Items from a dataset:
************

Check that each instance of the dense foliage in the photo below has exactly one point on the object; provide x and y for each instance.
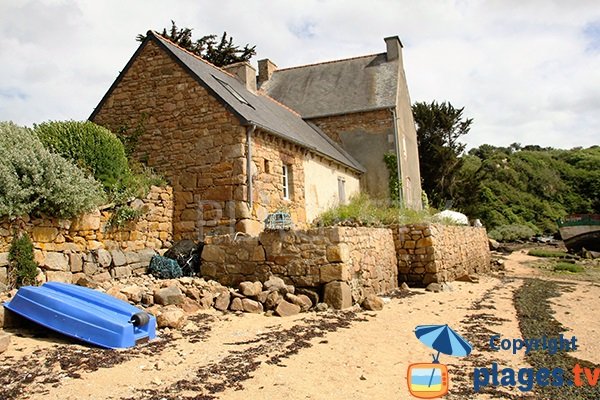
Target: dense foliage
(23, 267)
(34, 180)
(91, 147)
(529, 185)
(439, 127)
(220, 53)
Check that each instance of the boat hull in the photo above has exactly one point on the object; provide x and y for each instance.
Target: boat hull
(83, 313)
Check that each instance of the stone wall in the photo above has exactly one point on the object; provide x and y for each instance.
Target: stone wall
(67, 250)
(363, 260)
(439, 253)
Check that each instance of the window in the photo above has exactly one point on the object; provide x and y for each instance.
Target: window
(342, 190)
(286, 182)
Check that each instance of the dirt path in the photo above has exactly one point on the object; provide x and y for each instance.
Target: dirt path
(350, 355)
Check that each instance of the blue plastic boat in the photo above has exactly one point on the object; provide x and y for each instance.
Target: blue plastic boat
(85, 314)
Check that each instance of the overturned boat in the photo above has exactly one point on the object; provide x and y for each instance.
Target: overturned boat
(85, 314)
(580, 231)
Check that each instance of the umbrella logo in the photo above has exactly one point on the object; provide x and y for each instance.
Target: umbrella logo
(431, 380)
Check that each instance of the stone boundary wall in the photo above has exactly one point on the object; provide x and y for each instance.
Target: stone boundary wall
(353, 262)
(440, 253)
(84, 247)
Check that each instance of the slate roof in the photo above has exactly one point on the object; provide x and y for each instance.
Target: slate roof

************

Go through the entries above and report every line in which the word "slate" appears.

Check that each instance of the slate roof in the photo above has exactly one point on the object; provide x and y for each instance.
Target: slate roof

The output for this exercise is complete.